Prompt >>
Please return every line from the entries that has the string "stands" in it.

Data extracts >>
▼
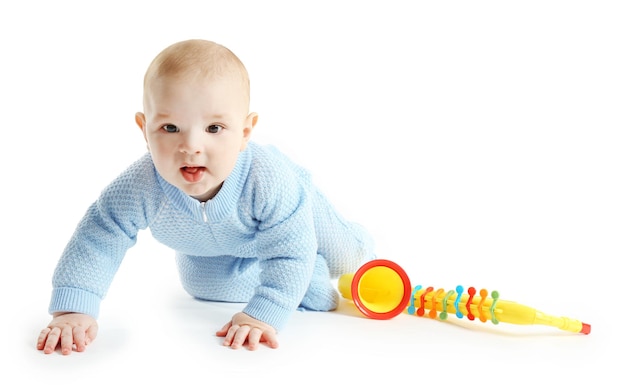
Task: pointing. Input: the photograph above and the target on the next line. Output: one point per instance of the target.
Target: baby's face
(195, 130)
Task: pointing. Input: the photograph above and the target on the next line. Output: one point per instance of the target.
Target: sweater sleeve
(286, 242)
(104, 234)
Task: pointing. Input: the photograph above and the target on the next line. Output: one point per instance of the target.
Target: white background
(482, 143)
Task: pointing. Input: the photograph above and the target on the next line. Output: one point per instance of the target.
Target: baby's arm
(243, 328)
(68, 329)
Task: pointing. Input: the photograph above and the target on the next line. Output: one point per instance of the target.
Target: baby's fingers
(48, 339)
(67, 340)
(236, 336)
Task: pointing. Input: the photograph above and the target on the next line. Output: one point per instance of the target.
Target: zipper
(204, 216)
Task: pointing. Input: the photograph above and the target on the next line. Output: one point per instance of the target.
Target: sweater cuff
(267, 311)
(67, 299)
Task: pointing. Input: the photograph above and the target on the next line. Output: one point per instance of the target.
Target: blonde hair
(198, 58)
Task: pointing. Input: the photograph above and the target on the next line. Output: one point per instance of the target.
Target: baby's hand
(68, 329)
(244, 328)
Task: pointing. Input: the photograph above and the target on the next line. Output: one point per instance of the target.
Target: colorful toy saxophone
(381, 289)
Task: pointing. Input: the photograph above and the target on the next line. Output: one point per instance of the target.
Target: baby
(246, 223)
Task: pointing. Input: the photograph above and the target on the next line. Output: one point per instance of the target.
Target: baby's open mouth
(192, 173)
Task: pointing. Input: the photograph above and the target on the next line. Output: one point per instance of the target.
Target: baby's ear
(140, 120)
(251, 121)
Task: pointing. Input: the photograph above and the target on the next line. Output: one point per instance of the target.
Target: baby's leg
(345, 245)
(321, 295)
(223, 278)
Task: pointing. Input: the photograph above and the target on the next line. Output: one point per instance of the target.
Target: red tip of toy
(586, 328)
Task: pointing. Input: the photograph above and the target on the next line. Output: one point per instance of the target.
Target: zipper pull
(204, 216)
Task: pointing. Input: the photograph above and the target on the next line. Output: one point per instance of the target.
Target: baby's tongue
(192, 174)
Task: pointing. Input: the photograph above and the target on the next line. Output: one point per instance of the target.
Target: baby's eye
(214, 128)
(171, 128)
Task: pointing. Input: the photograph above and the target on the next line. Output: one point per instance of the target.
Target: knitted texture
(269, 238)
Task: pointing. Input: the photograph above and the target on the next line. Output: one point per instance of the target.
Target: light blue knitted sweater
(269, 234)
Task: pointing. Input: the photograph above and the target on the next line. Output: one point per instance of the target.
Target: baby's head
(196, 119)
(197, 59)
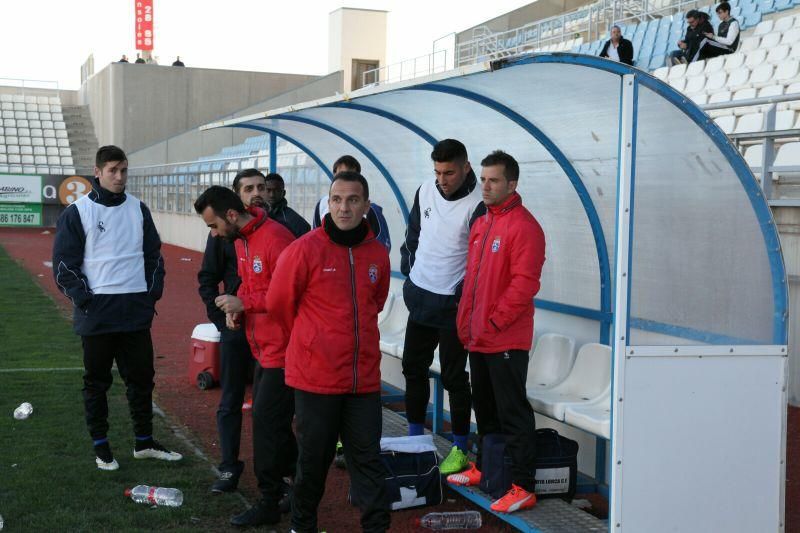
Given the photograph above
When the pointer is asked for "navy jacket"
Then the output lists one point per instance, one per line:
(95, 314)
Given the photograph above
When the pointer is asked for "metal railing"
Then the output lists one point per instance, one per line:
(173, 188)
(409, 69)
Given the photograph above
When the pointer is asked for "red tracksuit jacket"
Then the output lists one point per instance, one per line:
(329, 296)
(257, 252)
(504, 264)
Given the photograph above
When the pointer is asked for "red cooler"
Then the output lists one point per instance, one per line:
(204, 356)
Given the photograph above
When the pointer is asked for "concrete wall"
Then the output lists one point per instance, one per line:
(532, 12)
(355, 34)
(192, 144)
(134, 106)
(67, 97)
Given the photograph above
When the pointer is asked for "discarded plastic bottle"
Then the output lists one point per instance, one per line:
(155, 495)
(23, 411)
(459, 520)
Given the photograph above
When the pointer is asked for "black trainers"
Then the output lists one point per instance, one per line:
(104, 458)
(151, 449)
(226, 482)
(260, 514)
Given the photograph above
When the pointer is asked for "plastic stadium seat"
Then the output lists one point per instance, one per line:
(695, 85)
(749, 123)
(738, 78)
(716, 81)
(594, 417)
(762, 75)
(778, 54)
(751, 19)
(699, 98)
(588, 381)
(784, 24)
(678, 83)
(677, 71)
(661, 73)
(695, 69)
(770, 40)
(714, 65)
(726, 123)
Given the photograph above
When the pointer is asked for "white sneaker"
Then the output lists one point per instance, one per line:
(102, 465)
(157, 451)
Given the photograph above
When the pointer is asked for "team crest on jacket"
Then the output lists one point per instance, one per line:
(496, 244)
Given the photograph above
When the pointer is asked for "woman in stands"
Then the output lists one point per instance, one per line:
(726, 41)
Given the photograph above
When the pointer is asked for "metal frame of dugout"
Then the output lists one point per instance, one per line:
(659, 244)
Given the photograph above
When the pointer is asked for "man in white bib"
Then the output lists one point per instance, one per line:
(434, 257)
(107, 261)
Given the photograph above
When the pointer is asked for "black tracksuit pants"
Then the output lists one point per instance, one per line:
(274, 444)
(420, 343)
(321, 418)
(236, 363)
(501, 406)
(133, 352)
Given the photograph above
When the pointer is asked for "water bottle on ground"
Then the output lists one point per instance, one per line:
(459, 520)
(23, 411)
(155, 495)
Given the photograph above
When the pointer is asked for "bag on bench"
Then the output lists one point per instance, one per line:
(412, 474)
(556, 465)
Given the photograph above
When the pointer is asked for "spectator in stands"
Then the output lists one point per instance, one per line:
(698, 26)
(434, 258)
(107, 261)
(279, 210)
(375, 213)
(726, 41)
(618, 48)
(495, 323)
(236, 361)
(259, 242)
(327, 283)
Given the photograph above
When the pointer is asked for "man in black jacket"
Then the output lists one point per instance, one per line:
(695, 32)
(618, 48)
(236, 360)
(278, 208)
(107, 261)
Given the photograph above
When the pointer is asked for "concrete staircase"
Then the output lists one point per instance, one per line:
(82, 140)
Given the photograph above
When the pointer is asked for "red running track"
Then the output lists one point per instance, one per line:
(194, 410)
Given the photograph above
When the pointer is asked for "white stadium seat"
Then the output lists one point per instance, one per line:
(734, 61)
(764, 27)
(750, 123)
(755, 58)
(588, 381)
(551, 361)
(778, 54)
(726, 123)
(594, 417)
(695, 84)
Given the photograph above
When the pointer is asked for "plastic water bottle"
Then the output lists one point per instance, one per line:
(23, 411)
(155, 495)
(459, 520)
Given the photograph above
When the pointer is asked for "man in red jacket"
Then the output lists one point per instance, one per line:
(495, 323)
(327, 290)
(259, 242)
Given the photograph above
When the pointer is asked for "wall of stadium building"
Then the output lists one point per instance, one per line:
(134, 106)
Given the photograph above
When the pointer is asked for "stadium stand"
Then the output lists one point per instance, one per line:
(33, 135)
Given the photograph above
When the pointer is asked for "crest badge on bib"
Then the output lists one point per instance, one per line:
(496, 244)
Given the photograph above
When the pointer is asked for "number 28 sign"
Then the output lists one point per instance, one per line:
(143, 13)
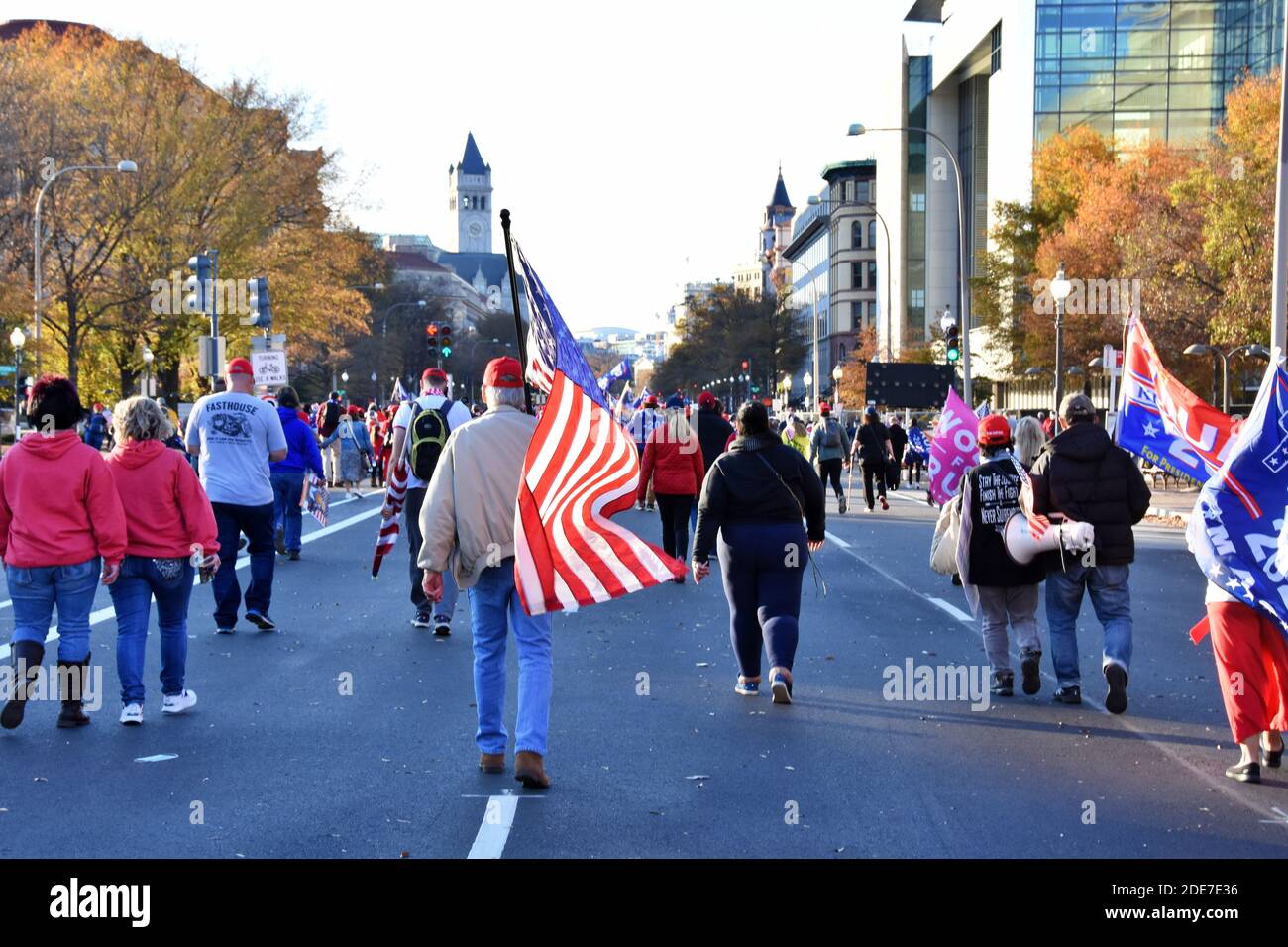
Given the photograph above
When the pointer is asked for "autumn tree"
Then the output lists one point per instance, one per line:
(725, 328)
(215, 170)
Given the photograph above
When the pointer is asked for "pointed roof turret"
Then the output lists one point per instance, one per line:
(472, 162)
(781, 198)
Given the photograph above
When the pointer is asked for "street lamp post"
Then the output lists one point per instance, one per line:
(857, 129)
(17, 338)
(37, 277)
(1060, 290)
(146, 384)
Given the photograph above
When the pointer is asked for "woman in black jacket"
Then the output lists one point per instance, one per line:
(755, 497)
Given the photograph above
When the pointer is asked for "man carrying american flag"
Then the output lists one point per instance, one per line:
(468, 526)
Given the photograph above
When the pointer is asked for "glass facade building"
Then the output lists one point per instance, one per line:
(1146, 69)
(915, 115)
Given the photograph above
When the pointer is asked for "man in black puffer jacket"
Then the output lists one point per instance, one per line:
(1082, 474)
(712, 433)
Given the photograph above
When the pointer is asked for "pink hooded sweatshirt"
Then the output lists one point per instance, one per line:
(58, 504)
(166, 512)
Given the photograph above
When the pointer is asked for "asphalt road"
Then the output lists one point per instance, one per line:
(651, 751)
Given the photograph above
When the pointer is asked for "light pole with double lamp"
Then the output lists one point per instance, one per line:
(1253, 351)
(964, 283)
(37, 275)
(1060, 289)
(17, 338)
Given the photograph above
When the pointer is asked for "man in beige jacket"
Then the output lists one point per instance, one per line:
(468, 525)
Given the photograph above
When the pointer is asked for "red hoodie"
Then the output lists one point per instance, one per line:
(675, 468)
(58, 505)
(166, 512)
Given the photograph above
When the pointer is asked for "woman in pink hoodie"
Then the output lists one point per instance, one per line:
(60, 530)
(171, 532)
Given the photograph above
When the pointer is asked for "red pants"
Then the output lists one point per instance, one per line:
(1252, 664)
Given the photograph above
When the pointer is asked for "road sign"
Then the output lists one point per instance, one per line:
(269, 368)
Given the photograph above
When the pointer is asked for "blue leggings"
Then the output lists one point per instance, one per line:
(763, 566)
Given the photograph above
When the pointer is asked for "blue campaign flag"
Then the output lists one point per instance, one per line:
(1239, 518)
(917, 442)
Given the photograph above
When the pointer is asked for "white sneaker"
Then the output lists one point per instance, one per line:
(179, 702)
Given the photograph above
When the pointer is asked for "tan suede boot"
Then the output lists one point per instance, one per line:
(529, 770)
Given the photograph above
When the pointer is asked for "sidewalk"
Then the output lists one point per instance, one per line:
(1173, 505)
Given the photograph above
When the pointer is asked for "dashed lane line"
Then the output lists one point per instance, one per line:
(1215, 783)
(494, 828)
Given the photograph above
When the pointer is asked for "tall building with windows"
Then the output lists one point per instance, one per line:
(776, 232)
(996, 77)
(833, 265)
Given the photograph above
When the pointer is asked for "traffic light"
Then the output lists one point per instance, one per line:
(200, 286)
(952, 337)
(261, 309)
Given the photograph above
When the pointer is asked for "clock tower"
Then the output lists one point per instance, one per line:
(469, 196)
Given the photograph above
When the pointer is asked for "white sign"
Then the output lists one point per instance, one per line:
(269, 368)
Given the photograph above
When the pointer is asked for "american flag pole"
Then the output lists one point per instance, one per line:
(518, 318)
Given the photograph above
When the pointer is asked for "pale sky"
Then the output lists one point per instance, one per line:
(625, 140)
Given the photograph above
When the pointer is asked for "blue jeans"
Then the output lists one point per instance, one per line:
(257, 522)
(287, 488)
(493, 603)
(35, 590)
(1111, 596)
(132, 598)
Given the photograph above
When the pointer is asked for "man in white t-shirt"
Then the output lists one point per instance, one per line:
(433, 385)
(237, 434)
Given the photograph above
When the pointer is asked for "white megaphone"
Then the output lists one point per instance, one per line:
(1021, 545)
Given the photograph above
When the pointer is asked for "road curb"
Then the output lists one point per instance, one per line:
(1163, 513)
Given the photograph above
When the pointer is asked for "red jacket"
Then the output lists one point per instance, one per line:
(58, 505)
(675, 467)
(166, 512)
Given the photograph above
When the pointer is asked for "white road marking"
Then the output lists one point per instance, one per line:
(243, 562)
(953, 611)
(1218, 783)
(494, 828)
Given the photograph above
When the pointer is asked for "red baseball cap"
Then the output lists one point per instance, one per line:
(503, 372)
(993, 431)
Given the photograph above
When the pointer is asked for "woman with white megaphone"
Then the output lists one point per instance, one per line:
(1001, 587)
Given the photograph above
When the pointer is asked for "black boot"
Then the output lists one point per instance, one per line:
(26, 667)
(73, 677)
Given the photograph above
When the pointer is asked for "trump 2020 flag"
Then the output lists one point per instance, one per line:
(1163, 421)
(1239, 517)
(953, 450)
(581, 470)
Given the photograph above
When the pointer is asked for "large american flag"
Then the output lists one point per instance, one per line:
(581, 470)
▲
Solved exercise >>
When the pointer is asked for "woman in stands"
When the pointer is asked for "spectator in stands"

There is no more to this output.